Your instructions >> Locate the line that contains "TARGET = purple flower wrap" in the entries below, then repeat it and every following line through the line that contains "TARGET = clear blue sky", exactly, and no others.

[Image-grounded pointing data]

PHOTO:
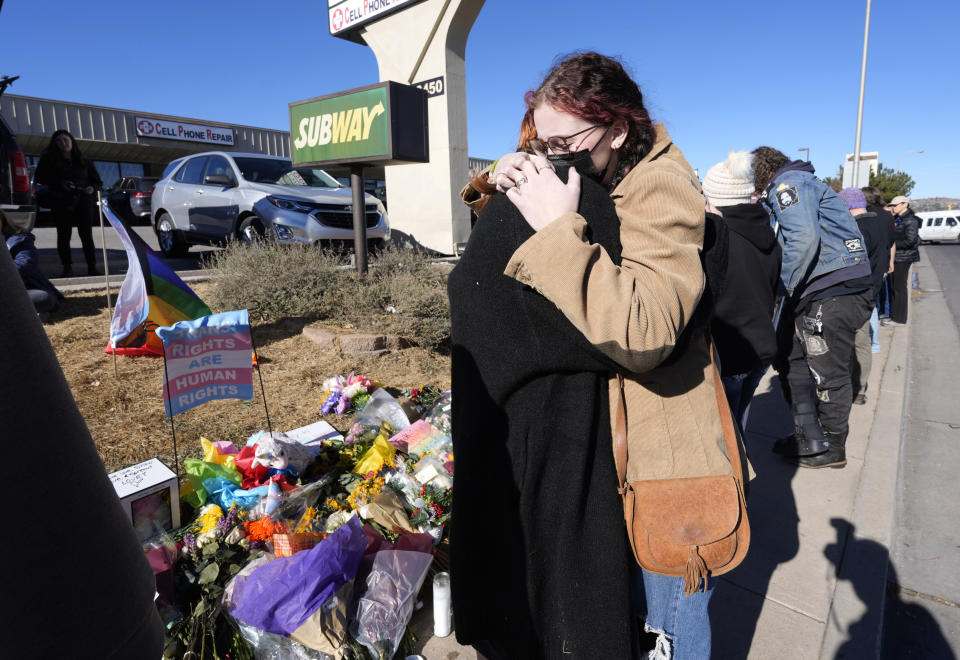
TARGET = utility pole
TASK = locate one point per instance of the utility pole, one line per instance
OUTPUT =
(863, 80)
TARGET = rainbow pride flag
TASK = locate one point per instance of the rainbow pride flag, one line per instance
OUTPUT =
(151, 295)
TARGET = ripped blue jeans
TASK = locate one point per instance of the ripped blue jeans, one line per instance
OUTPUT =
(681, 623)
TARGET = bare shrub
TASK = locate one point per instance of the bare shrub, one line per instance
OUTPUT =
(403, 293)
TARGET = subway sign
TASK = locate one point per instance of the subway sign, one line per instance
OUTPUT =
(382, 124)
(175, 130)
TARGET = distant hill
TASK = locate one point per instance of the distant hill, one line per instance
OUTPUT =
(934, 204)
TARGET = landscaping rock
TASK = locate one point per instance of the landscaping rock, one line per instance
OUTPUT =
(322, 337)
(369, 354)
(357, 343)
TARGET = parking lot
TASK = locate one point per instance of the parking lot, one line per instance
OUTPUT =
(46, 242)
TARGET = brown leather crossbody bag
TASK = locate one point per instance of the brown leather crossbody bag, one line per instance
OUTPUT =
(693, 527)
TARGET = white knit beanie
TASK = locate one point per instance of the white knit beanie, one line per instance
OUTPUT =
(731, 181)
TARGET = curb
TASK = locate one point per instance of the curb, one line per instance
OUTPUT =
(860, 590)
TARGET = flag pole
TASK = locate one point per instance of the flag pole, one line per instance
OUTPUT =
(166, 405)
(263, 392)
(106, 277)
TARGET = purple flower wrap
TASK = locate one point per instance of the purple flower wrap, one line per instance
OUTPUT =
(280, 595)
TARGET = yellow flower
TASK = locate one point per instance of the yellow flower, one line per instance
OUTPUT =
(364, 492)
(208, 519)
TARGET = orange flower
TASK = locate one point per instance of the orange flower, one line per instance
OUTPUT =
(263, 529)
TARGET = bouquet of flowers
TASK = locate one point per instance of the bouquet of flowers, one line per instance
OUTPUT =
(343, 395)
(432, 507)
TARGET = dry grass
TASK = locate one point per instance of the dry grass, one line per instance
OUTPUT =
(125, 414)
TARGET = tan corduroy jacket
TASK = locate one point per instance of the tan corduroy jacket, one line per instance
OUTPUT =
(635, 312)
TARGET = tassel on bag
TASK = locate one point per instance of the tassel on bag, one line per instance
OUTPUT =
(696, 571)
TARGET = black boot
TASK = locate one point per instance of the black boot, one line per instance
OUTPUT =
(835, 456)
(806, 441)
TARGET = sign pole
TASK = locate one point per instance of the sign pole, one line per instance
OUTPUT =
(173, 432)
(263, 392)
(359, 221)
(106, 277)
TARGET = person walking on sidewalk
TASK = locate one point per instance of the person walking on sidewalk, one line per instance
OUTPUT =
(70, 182)
(826, 274)
(876, 238)
(875, 205)
(744, 285)
(908, 252)
(635, 308)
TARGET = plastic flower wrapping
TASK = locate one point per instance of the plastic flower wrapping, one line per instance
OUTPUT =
(321, 557)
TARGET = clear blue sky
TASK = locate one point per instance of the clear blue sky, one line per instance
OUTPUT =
(720, 75)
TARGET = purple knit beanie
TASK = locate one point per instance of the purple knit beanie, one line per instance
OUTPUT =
(854, 198)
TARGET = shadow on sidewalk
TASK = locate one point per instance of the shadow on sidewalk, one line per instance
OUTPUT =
(738, 600)
(910, 631)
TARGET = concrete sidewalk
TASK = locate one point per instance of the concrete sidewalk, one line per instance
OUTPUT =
(813, 584)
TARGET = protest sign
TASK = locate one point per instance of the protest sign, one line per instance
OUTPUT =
(206, 359)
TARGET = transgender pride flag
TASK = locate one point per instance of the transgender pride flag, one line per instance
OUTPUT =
(206, 359)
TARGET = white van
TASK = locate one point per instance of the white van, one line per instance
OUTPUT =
(936, 226)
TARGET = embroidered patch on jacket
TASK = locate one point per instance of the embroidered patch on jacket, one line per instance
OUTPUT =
(787, 197)
(853, 245)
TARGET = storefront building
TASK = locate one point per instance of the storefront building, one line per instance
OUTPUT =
(129, 143)
(123, 143)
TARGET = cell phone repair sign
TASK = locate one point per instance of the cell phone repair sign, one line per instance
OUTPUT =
(348, 15)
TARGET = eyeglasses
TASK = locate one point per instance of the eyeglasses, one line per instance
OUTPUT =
(561, 145)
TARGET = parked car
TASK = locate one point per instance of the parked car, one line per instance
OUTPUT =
(936, 226)
(213, 197)
(130, 196)
(16, 195)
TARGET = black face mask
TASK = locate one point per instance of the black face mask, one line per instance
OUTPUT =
(578, 160)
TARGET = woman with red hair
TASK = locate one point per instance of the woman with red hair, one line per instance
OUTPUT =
(635, 307)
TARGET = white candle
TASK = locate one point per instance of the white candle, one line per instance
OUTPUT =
(441, 604)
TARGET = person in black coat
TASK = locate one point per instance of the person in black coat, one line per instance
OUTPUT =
(875, 205)
(743, 272)
(69, 185)
(539, 557)
(908, 252)
(44, 296)
(876, 237)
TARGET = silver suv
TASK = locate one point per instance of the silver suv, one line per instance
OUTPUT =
(212, 197)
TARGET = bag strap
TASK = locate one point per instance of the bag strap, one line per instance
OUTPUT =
(730, 435)
(620, 440)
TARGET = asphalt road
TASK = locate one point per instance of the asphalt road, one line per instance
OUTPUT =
(922, 614)
(46, 242)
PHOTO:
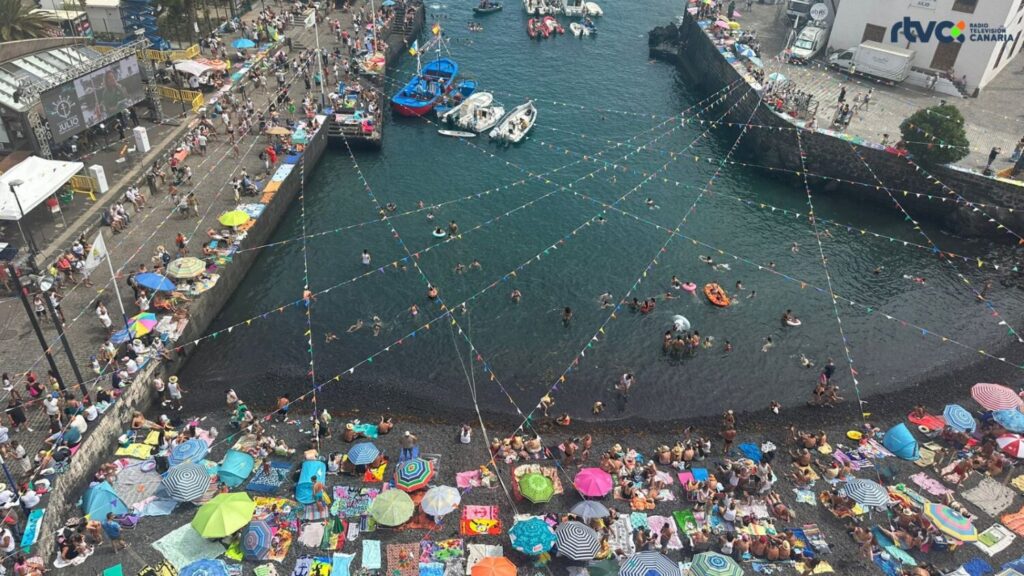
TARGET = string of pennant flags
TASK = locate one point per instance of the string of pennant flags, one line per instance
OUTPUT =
(935, 249)
(700, 107)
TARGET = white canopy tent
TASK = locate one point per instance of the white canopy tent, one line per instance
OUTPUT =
(40, 178)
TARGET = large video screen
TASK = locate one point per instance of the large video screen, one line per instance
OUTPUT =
(89, 99)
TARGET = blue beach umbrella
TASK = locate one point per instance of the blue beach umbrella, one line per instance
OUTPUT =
(188, 451)
(1011, 419)
(155, 282)
(363, 454)
(531, 536)
(958, 418)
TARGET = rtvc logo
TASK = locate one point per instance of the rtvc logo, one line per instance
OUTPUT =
(914, 31)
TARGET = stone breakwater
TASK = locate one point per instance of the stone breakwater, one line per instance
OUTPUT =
(833, 162)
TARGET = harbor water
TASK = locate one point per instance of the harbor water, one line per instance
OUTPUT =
(601, 103)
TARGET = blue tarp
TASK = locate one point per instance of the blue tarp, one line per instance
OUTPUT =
(900, 442)
(304, 488)
(236, 467)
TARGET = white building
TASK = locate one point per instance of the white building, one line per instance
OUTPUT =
(972, 38)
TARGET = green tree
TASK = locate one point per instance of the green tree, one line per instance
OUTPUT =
(18, 22)
(936, 135)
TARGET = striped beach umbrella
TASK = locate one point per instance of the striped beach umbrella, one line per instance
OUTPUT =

Response area >>
TARGET = purple flower wrap
TASK = locate one point per instance of the purple flower wrap, one line per instance
OUTPUT =
(280, 595)
TARGET = yellow flower
TASK = locate one point per instance of the yellow flower, one line per instance
OUTPUT =
(364, 492)
(208, 519)
TARGET = orange flower
TASK = locate one point per instance of the orange flower, one line per instance
OUTPUT =
(263, 529)
TARGET = bouquet of flowers
TASK = locate one point per instance of the bouquet of flowers, one line per instance
OUTPUT =
(343, 395)
(432, 507)
TARGET = dry grass
TASK = locate one point per instance of the dry grass, one line per instance
OUTPUT =
(125, 414)
TARGET = tan corduroy jacket
TASK = locate one point per instance of the tan corduroy jacket, one line per instance
OUTPUT =
(635, 312)
TARGET = tassel on bag
TASK = locate one point per instance of the tassel on bag, one line per instance
OUTPUT =
(696, 571)
TARGET = black boot
TASK = locate one point per instance of the black boot, one line per instance
OUTPUT =
(835, 456)
(806, 441)
TARGET = sign pole
TASK = locate one point per instance of the sign pole, one line per instance
OUTPUT =
(173, 432)
(263, 392)
(359, 221)
(106, 277)
TARGET = person walking on sidewalk
TASK = locate one point per instance of the person walking on sidewalk, one line per instance
OUTPUT =
(70, 182)
(826, 274)
(876, 238)
(875, 205)
(744, 285)
(908, 252)
(635, 308)
TARGET = plastic flower wrapping
TASK = locate one point per instance of the plastic flower wrapping, one line per instance
OUTPUT =
(321, 557)
TARGET = clear blue sky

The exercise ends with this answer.